* EXERCISE DESCRIPTION: Return every line of the rows below that contains the string "query", and treat case as significant.

[START ENTRIES SUPPLIED]

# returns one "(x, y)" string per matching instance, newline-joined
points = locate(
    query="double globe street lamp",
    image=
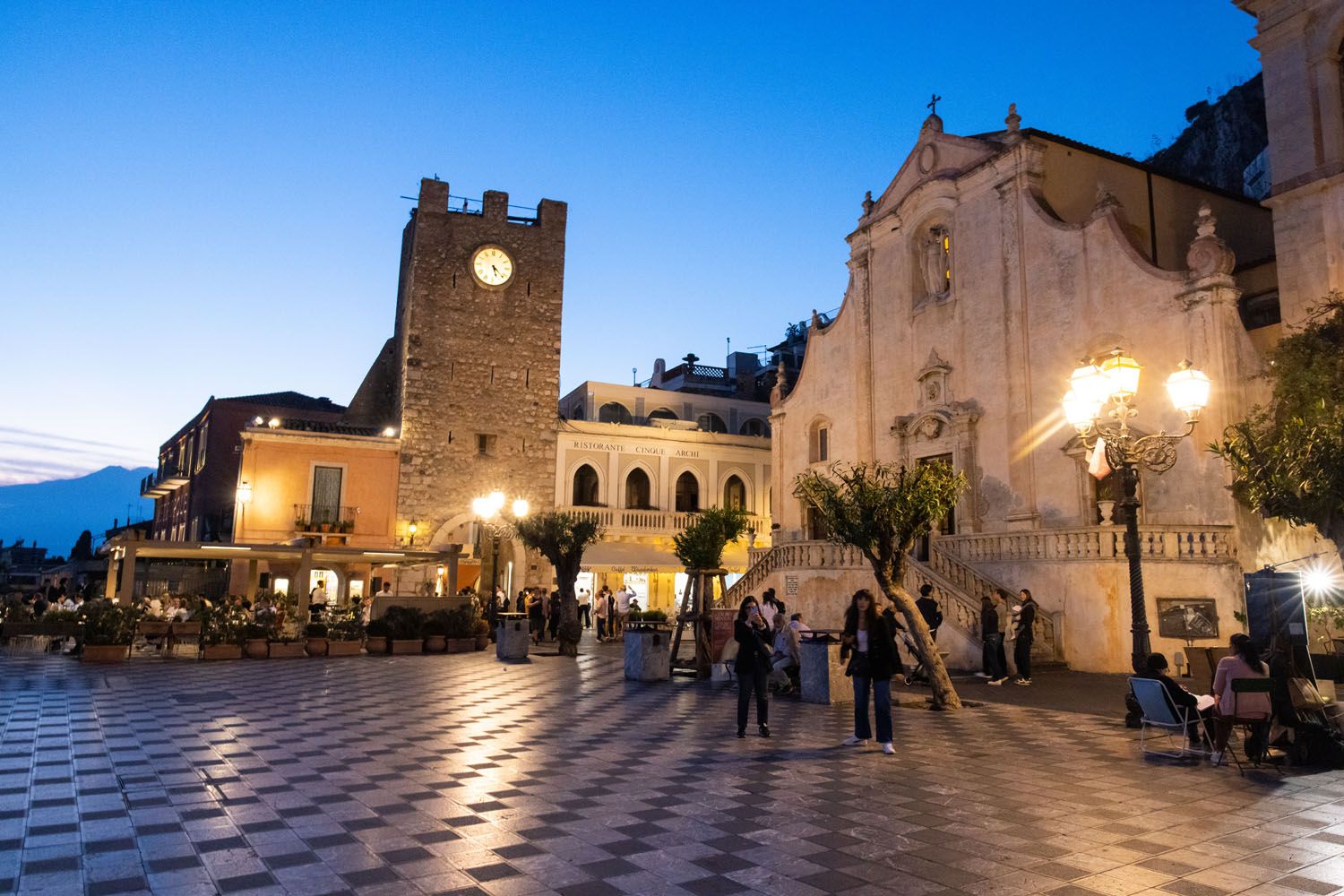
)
(1099, 405)
(488, 509)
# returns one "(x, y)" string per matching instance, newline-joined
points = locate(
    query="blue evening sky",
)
(206, 199)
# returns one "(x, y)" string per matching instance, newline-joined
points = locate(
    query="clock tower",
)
(476, 354)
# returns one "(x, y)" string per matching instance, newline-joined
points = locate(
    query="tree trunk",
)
(569, 641)
(943, 694)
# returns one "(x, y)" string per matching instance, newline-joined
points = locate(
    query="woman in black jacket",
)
(871, 637)
(753, 664)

[END ENTRIES SUPPLIED]

* FULL ANSWER:
    query="double globe street lamp",
    query="blue evening sky",
    query="clock tower",
    query="tree trunk",
    query="woman in black jacket",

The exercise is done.